─── RECORDS SHOWN

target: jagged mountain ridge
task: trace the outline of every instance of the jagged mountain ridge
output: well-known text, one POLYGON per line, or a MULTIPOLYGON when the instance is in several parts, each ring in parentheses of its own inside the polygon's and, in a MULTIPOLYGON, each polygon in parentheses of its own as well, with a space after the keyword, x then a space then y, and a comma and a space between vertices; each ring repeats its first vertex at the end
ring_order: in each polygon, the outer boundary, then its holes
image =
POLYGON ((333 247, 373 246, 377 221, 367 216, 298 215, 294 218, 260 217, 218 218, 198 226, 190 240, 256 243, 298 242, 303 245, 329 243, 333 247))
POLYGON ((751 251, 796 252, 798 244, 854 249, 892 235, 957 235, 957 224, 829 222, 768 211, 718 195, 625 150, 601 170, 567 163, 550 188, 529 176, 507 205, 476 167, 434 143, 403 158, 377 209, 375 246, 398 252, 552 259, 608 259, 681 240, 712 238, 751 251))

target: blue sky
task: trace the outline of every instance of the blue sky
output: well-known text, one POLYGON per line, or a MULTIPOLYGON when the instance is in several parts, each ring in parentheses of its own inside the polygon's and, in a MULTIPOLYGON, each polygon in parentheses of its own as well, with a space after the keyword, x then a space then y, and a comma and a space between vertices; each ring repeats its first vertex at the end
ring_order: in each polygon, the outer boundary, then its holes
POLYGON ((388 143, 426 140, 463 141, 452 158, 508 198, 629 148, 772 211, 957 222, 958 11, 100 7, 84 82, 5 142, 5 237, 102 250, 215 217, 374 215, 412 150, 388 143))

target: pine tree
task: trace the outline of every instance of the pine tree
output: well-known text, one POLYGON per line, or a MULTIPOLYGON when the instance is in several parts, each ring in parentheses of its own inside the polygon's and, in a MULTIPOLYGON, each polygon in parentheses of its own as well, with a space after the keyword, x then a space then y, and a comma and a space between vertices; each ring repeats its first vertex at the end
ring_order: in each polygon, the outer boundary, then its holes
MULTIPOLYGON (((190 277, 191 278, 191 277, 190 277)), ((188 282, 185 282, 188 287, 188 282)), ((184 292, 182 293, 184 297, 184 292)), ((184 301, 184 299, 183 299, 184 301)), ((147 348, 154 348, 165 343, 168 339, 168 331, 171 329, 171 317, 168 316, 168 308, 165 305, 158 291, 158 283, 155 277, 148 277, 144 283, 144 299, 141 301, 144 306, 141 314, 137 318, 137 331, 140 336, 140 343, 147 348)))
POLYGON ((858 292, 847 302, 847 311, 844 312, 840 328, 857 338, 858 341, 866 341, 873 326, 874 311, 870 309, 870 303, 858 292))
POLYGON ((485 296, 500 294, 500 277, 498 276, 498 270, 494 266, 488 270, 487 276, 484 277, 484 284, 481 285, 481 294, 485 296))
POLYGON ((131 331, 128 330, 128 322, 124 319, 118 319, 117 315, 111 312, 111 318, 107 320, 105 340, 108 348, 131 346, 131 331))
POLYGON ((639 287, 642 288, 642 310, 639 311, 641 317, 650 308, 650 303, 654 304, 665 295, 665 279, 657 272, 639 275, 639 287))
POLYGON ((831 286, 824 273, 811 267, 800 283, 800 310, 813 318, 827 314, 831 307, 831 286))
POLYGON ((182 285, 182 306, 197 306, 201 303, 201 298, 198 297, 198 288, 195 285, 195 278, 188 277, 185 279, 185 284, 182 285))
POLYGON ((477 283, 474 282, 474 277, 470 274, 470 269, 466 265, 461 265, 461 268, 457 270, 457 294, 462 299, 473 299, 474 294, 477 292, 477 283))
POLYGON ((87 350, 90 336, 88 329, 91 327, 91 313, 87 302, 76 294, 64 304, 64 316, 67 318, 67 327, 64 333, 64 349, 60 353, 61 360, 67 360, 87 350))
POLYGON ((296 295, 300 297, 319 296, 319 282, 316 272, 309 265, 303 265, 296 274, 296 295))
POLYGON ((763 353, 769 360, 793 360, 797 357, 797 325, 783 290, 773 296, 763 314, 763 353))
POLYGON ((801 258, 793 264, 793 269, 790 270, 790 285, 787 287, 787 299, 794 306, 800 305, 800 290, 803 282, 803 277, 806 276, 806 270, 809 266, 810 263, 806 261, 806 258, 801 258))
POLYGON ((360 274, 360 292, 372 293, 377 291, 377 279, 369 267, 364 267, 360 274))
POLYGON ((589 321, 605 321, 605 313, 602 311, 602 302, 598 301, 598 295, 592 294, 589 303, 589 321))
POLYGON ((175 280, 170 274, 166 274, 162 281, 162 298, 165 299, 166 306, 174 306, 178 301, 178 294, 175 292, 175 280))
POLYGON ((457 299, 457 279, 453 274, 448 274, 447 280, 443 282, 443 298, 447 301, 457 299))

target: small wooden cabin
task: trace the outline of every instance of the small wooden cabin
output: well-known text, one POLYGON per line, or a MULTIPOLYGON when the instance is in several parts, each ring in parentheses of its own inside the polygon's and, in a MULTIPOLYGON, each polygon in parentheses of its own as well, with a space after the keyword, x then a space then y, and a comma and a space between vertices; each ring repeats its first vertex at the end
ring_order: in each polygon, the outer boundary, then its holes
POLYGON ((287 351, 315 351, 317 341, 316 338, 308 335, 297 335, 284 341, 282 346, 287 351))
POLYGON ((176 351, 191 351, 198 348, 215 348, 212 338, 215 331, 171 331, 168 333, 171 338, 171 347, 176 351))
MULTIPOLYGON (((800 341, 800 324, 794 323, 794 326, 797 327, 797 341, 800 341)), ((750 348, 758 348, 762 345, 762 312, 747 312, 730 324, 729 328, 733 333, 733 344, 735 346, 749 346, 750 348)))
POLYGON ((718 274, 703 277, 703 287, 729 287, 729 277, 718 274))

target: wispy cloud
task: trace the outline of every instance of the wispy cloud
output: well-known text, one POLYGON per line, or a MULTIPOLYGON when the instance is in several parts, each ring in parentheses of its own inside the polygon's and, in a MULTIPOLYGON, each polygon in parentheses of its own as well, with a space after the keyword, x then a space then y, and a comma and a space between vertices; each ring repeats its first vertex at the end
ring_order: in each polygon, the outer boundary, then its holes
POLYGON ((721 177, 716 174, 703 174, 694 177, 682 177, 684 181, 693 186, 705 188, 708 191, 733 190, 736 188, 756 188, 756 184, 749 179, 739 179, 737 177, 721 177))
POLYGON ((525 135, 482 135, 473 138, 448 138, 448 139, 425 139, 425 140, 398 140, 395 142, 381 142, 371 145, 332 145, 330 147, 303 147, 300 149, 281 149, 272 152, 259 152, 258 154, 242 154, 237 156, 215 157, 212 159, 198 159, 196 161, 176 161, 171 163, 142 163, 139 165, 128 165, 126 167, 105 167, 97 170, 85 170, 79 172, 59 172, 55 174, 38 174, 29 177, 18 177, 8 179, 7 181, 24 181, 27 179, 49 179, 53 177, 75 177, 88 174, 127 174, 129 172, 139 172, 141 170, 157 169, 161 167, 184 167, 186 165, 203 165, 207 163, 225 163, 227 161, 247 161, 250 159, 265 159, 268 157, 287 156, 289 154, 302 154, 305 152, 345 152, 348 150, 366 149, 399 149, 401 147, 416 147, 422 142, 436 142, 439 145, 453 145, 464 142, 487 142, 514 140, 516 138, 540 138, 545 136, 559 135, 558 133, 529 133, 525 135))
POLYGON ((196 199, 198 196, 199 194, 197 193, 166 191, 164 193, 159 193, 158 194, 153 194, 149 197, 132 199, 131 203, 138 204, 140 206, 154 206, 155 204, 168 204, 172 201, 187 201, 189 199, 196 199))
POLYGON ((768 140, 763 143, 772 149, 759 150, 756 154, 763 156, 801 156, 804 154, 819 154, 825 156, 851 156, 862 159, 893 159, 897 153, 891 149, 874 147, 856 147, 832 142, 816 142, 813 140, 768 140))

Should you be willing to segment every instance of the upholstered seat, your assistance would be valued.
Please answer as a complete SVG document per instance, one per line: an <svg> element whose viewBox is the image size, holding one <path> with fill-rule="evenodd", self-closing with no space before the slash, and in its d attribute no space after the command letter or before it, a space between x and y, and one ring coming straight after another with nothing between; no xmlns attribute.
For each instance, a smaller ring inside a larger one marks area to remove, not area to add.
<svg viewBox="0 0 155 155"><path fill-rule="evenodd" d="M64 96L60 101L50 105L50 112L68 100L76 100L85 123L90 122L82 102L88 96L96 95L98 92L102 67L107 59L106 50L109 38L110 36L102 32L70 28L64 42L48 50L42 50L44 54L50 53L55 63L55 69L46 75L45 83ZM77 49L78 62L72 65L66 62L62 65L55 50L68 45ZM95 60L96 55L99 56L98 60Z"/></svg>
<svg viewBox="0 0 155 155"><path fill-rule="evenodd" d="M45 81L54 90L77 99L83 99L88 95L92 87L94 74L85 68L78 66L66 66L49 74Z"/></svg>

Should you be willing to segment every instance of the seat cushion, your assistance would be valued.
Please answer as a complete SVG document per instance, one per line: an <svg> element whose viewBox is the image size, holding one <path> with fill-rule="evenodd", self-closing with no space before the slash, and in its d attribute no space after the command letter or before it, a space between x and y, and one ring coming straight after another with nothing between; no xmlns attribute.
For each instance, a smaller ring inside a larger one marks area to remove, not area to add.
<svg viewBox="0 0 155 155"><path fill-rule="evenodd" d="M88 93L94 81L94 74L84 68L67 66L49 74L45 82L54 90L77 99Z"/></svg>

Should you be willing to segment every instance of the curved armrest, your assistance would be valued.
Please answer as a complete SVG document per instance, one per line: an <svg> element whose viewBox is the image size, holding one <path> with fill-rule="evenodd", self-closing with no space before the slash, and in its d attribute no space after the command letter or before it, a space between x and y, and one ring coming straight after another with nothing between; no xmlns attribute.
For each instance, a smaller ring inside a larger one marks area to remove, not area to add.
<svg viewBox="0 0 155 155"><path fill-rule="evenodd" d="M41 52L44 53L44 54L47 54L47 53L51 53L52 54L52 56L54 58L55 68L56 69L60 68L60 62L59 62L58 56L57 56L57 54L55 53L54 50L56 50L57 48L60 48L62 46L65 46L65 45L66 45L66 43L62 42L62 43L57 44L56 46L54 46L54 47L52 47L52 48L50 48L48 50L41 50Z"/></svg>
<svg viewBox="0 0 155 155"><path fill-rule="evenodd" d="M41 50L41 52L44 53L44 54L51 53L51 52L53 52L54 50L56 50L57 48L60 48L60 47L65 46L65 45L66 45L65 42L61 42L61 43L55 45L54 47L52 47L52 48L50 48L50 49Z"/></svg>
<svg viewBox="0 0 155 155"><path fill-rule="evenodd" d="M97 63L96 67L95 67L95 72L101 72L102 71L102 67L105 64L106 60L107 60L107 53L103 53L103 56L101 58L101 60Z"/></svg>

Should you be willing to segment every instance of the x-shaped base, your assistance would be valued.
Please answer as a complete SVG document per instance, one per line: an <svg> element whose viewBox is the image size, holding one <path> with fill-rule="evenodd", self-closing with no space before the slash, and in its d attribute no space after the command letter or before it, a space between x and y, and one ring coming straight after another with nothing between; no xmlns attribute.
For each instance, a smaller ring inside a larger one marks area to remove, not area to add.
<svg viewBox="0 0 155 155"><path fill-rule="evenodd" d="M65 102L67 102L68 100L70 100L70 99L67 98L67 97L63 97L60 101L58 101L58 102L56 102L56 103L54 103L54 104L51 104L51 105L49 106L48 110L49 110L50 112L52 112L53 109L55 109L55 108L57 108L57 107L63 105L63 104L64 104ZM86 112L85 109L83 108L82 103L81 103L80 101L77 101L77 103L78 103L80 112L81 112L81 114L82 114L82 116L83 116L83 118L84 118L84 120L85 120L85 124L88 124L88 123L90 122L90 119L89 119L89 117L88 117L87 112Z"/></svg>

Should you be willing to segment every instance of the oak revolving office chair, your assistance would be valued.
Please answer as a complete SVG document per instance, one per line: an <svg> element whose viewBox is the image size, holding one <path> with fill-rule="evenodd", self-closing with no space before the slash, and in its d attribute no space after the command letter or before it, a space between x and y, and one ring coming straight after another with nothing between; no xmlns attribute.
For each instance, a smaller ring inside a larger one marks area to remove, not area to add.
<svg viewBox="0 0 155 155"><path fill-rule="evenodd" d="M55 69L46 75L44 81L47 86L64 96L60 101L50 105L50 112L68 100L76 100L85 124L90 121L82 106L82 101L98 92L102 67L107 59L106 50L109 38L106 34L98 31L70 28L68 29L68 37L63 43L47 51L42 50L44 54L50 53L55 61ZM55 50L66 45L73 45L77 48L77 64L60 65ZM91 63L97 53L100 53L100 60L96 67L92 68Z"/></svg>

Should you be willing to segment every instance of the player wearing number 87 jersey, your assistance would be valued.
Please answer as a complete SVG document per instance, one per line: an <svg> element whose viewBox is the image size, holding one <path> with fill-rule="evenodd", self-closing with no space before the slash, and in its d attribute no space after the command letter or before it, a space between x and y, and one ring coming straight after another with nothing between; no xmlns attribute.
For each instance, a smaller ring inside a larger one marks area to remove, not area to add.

──────

▸ SET EXERCISE:
Write out the lines of the listing from the line with "Should you be willing to segment every instance of the seat" up to and including the line with "93L94 81L94 74L84", exactly as they appear.

▸ RESULT FOR THIS EXERCISE:
Should you be willing to segment every instance of the seat cushion, your assistance would be valued.
Please answer as a complete SVG document per instance, one per line: an <svg> element whose viewBox is the image size, holding one <path> with fill-rule="evenodd", self-closing with no space before the slash, and in its d attribute no space after the command letter or before it, a space between x and y, and one ring coming straight after another with nothing between; no xmlns attribute.
For each instance, a smaller ring inside a larger one marks area to remove, not area to add.
<svg viewBox="0 0 155 155"><path fill-rule="evenodd" d="M88 93L94 81L94 74L84 68L67 66L49 74L45 82L54 90L77 99Z"/></svg>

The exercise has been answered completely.